***** DATA LINES

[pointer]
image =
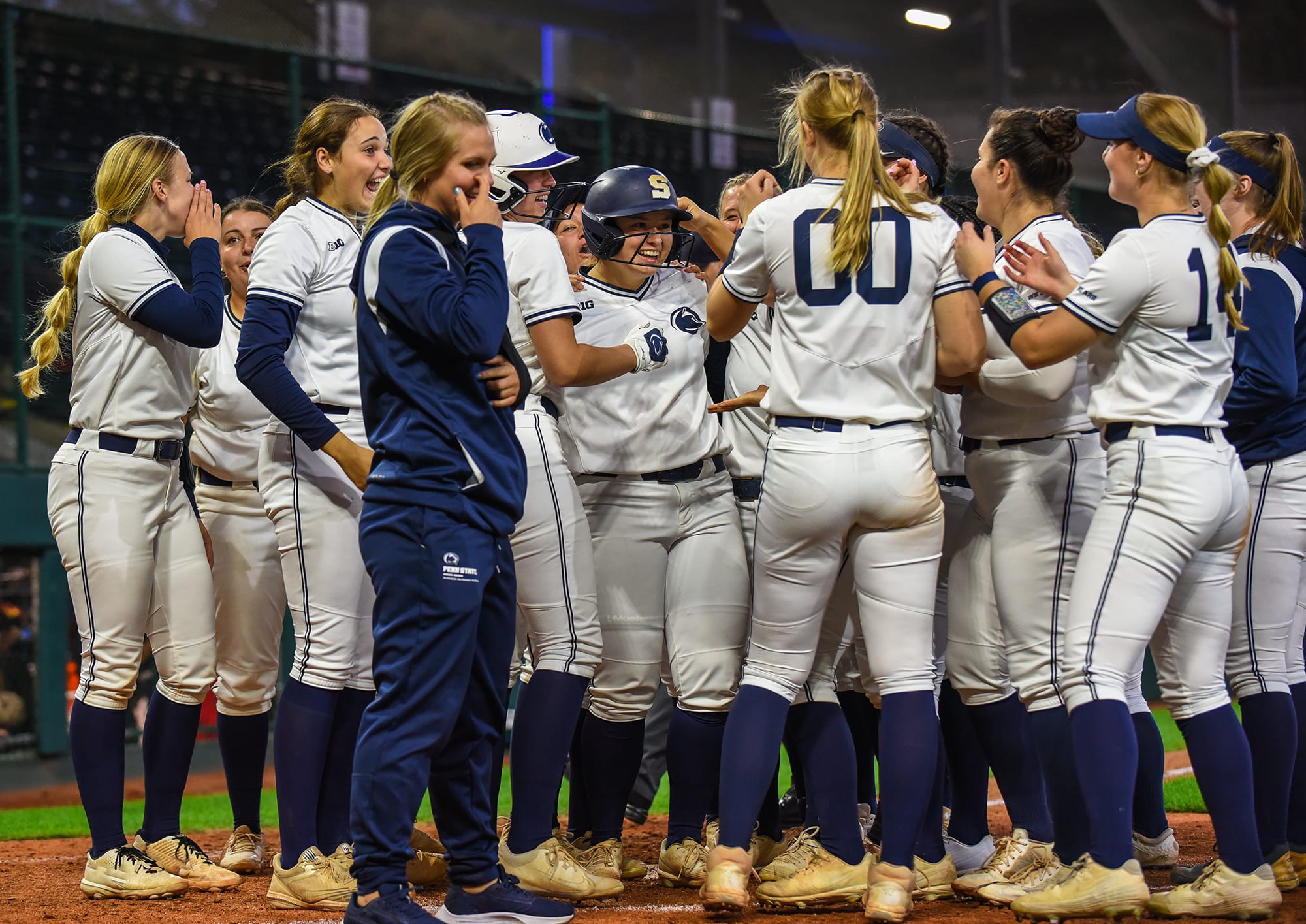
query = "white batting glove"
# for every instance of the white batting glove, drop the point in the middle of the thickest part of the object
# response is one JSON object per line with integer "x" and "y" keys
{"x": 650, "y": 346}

**********
***** DATA LINES

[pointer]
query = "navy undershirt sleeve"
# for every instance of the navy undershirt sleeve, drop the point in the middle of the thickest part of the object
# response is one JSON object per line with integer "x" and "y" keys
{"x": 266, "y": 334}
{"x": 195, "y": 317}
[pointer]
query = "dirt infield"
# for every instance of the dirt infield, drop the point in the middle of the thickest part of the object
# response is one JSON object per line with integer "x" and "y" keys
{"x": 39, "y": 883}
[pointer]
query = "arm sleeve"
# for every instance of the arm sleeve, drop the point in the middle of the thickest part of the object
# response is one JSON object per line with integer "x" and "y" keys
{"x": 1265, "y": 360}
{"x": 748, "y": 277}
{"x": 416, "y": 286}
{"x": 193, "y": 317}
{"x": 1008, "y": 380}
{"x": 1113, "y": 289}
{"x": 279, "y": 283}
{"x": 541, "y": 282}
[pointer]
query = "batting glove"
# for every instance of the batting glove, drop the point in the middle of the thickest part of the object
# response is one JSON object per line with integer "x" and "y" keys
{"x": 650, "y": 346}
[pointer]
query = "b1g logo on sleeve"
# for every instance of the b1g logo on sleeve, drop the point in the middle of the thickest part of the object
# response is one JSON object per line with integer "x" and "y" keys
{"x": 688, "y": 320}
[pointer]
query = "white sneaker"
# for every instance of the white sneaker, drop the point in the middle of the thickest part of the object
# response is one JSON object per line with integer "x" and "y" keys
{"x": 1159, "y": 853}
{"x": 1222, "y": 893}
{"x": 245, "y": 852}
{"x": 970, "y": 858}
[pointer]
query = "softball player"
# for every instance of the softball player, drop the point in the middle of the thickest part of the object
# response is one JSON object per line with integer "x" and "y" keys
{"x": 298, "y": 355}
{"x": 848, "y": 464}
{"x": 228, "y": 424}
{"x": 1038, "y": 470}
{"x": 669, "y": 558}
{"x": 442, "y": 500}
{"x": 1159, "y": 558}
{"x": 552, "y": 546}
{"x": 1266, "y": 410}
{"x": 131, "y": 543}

**********
***** DATA LINES

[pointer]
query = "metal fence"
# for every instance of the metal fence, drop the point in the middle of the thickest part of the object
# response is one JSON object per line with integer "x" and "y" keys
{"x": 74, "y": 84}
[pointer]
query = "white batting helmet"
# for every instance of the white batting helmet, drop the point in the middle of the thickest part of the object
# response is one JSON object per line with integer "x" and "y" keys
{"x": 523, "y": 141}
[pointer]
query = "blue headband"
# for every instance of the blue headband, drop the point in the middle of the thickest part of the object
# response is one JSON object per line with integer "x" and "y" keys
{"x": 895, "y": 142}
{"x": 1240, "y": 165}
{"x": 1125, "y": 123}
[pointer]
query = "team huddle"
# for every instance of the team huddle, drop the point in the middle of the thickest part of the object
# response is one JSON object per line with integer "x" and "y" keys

**********

(WHAT IS BEING ASKED)
How many lines in the listing above contain the string "metal"? Reply with the number alone.

(WORKED SOLUTION)
2